Problem:
Using the entries that follow, write out the line containing "the boat hull", the line containing "the rocky cliff", and every line between them, exactly and nothing else.

Stored items from a collection:
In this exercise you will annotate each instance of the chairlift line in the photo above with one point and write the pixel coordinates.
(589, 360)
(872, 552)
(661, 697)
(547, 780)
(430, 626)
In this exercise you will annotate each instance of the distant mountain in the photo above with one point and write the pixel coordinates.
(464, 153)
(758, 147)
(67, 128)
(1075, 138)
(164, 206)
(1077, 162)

* * *

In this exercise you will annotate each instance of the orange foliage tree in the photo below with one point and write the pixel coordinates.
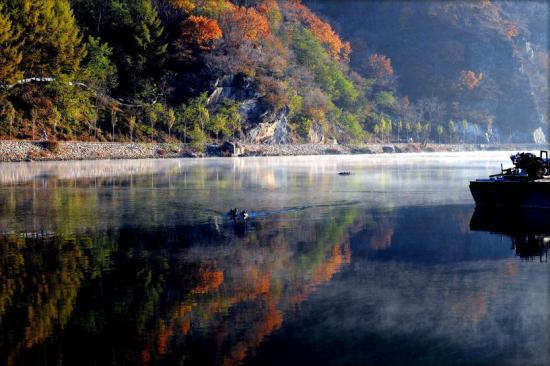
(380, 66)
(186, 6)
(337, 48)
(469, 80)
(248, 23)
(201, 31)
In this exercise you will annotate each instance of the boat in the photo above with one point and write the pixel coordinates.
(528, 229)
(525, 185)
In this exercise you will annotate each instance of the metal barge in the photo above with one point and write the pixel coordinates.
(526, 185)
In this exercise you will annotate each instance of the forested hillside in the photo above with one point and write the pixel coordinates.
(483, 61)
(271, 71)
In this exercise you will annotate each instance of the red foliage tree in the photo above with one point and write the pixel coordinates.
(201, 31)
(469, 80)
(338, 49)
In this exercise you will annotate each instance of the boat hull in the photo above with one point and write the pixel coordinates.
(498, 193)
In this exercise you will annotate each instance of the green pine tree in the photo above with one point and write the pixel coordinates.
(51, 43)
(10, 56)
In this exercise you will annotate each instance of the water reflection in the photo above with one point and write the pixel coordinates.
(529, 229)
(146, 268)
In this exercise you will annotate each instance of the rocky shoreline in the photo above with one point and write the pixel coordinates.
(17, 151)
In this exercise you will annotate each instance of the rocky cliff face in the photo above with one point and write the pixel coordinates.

Expected answer:
In this exercise you will annotate each instance of the boat hull in the photo above with one point and write the pixel coordinates.
(498, 193)
In this exercise you will annotate each instance of the green pine tree in the photo above with one point and write the pixel coordinates.
(51, 43)
(10, 56)
In this exercise you will annotate each instance of the water reflection in the photo above with one point and write the pixel coordinates.
(529, 229)
(146, 268)
In this exercise you will annotate each instance of the rocky shoreline in the photo above with one point and write the pixel coordinates.
(17, 151)
In this exercise you will annotate each instance of the rocky cliff face in the photo above with one point and write the pixel coordinates.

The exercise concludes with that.